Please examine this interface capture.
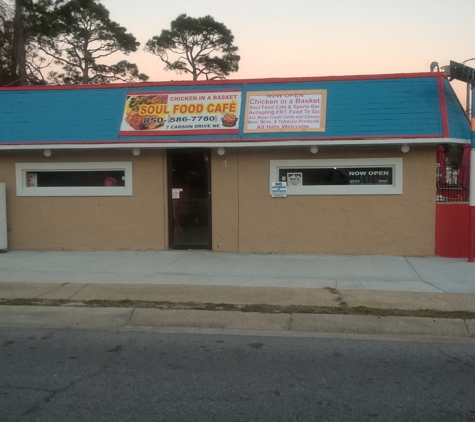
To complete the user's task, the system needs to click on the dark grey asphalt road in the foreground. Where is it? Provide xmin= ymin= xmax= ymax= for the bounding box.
xmin=0 ymin=328 xmax=475 ymax=422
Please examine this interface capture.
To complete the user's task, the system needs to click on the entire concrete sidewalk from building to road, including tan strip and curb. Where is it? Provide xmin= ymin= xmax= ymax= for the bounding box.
xmin=0 ymin=251 xmax=475 ymax=341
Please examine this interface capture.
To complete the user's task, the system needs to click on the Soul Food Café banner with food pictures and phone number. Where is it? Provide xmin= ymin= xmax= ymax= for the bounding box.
xmin=121 ymin=91 xmax=241 ymax=135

........

- **Action item**: Across all the lines above, repeat the wording exactly and omit the pictures.

- **Exercise response**:
Please examine this interface capture.
To complete the user's task, the system needs to click on the dark grey asphalt road in the foreground. Where is it? Provide xmin= ymin= xmax= ymax= for the bounding box.
xmin=0 ymin=328 xmax=475 ymax=422
Please examine this interface capture.
To complete the user's task, the system needs to click on the entire concrete sidewalk from building to road, including tan strip and curb. Where is it? Provide xmin= ymin= xmax= ymax= for the bounding box.
xmin=0 ymin=251 xmax=475 ymax=341
Please examine this interface capture.
To complete the user's task, the system needs to click on the Soul Food Café banner with food pictures and phone number. Where is it? Provide xmin= ymin= xmax= ymax= for the bounding box.
xmin=121 ymin=91 xmax=241 ymax=135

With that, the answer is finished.